◆ YOUR OBJECTIVE
Retype the lines starting with the line that contains "target: green leaf" and going on through the line that contains "0 57 L 3 57", both included.

◆ MATERIAL SUPPLIED
-- begin --

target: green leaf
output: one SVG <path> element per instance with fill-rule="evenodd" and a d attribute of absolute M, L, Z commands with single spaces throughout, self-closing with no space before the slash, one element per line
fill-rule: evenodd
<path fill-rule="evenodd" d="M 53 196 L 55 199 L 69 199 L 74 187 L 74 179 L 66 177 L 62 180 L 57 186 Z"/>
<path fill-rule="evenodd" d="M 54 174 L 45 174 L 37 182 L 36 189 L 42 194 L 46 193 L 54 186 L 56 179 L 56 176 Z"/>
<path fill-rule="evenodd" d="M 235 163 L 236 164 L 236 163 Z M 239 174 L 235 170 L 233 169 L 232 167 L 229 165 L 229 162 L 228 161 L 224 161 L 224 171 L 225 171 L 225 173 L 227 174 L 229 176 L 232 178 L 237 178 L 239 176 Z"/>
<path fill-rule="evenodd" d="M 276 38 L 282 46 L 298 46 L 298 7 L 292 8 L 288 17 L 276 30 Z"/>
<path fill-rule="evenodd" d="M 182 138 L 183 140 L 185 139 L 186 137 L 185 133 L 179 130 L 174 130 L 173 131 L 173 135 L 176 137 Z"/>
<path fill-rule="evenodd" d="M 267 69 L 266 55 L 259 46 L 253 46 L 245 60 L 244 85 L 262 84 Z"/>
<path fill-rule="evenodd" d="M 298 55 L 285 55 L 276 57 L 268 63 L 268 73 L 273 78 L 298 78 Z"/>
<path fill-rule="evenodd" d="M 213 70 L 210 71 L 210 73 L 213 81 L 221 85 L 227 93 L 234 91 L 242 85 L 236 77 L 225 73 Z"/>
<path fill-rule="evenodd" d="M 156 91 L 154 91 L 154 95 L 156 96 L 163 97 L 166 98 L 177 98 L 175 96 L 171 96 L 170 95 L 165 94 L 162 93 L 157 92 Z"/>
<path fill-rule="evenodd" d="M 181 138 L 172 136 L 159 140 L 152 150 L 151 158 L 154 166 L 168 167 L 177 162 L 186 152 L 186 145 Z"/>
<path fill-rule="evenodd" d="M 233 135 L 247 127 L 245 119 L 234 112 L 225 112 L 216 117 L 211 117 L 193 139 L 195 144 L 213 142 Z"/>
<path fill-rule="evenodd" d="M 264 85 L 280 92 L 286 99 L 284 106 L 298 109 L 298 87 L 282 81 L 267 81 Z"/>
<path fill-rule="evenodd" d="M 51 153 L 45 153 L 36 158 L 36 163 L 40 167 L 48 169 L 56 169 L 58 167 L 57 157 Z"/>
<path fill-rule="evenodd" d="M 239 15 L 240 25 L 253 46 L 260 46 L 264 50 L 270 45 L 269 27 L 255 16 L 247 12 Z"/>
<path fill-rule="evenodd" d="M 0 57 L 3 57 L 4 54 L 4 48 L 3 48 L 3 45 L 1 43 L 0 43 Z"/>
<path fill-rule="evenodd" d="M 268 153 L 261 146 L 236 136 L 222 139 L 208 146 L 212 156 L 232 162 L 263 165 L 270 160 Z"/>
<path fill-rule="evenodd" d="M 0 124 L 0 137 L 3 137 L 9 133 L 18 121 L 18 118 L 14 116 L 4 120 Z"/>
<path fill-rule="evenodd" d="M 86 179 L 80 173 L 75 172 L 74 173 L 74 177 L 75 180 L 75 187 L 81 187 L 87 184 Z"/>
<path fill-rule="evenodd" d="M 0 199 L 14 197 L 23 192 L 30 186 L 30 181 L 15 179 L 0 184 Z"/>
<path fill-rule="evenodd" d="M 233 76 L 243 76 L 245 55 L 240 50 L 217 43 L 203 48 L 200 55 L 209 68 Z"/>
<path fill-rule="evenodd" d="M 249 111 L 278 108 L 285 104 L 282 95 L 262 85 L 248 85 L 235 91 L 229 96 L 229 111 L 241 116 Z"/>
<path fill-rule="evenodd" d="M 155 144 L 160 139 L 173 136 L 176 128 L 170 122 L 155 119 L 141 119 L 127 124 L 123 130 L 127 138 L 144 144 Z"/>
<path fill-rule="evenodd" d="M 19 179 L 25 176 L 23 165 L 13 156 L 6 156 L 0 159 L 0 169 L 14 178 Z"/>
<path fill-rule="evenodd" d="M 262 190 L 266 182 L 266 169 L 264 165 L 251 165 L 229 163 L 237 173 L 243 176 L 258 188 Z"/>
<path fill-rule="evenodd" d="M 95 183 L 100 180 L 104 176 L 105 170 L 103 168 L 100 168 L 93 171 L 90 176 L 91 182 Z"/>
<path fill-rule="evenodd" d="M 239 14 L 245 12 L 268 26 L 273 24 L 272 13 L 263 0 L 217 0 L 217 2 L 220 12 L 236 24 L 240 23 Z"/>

-- end --
-- begin --

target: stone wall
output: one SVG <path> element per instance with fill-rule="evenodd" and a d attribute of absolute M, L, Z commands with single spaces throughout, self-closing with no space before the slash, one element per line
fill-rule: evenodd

-- end --
-- begin --

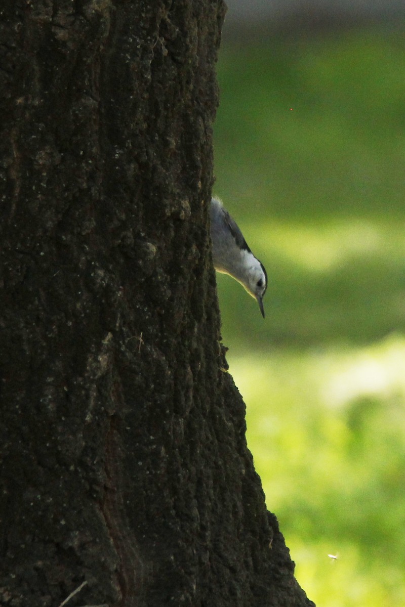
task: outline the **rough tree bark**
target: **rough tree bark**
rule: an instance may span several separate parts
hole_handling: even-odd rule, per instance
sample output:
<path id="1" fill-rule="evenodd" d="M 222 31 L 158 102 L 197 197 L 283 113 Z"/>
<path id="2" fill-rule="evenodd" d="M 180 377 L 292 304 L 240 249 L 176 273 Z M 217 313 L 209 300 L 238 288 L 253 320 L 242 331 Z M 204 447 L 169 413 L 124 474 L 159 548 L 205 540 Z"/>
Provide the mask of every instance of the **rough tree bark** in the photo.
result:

-- end --

◆ TASK ANSWER
target: green leaf
output: one SVG <path> element per instance with fill-rule="evenodd" and a d attribute of absolute M, L, Z commands with single spaces throughout, self-closing with no space before the slash, one element per line
fill-rule: evenodd
<path fill-rule="evenodd" d="M 53 196 L 55 199 L 69 199 L 74 187 L 74 179 L 66 177 L 62 180 L 57 186 Z"/>
<path fill-rule="evenodd" d="M 54 174 L 45 174 L 37 182 L 36 189 L 42 194 L 46 193 L 54 186 L 56 179 L 56 176 Z"/>
<path fill-rule="evenodd" d="M 235 163 L 236 164 L 236 163 Z M 239 174 L 235 170 L 233 169 L 232 167 L 229 165 L 229 162 L 228 161 L 224 161 L 224 171 L 225 171 L 225 173 L 227 174 L 229 176 L 232 178 L 237 178 L 239 176 Z"/>
<path fill-rule="evenodd" d="M 276 38 L 282 46 L 298 46 L 298 7 L 292 8 L 288 17 L 276 30 Z"/>
<path fill-rule="evenodd" d="M 182 138 L 183 140 L 185 139 L 186 137 L 185 133 L 179 130 L 174 130 L 173 131 L 173 135 L 176 137 Z"/>
<path fill-rule="evenodd" d="M 267 69 L 266 55 L 259 46 L 253 46 L 245 60 L 244 85 L 262 84 Z"/>
<path fill-rule="evenodd" d="M 298 55 L 285 55 L 276 57 L 268 63 L 268 73 L 273 78 L 298 78 Z"/>
<path fill-rule="evenodd" d="M 213 70 L 210 71 L 210 73 L 213 81 L 221 85 L 227 93 L 234 91 L 242 85 L 236 77 L 225 73 Z"/>
<path fill-rule="evenodd" d="M 156 91 L 154 91 L 154 95 L 156 96 L 163 97 L 166 98 L 177 98 L 175 96 L 171 96 L 170 95 L 165 94 L 162 93 L 157 92 Z"/>
<path fill-rule="evenodd" d="M 181 138 L 172 136 L 159 140 L 152 150 L 151 158 L 154 166 L 168 167 L 177 162 L 186 152 L 186 145 Z"/>
<path fill-rule="evenodd" d="M 233 135 L 247 127 L 245 119 L 234 112 L 225 112 L 216 117 L 211 117 L 193 139 L 195 144 L 213 142 Z"/>
<path fill-rule="evenodd" d="M 264 85 L 280 92 L 286 99 L 284 106 L 298 109 L 298 87 L 282 81 L 267 81 Z"/>
<path fill-rule="evenodd" d="M 51 153 L 45 153 L 36 158 L 36 163 L 40 167 L 48 169 L 56 169 L 58 167 L 57 157 Z"/>
<path fill-rule="evenodd" d="M 239 15 L 240 25 L 253 46 L 260 46 L 264 50 L 270 45 L 269 27 L 255 16 L 247 12 Z"/>
<path fill-rule="evenodd" d="M 0 57 L 3 57 L 4 54 L 4 48 L 3 48 L 3 45 L 1 43 L 0 43 Z"/>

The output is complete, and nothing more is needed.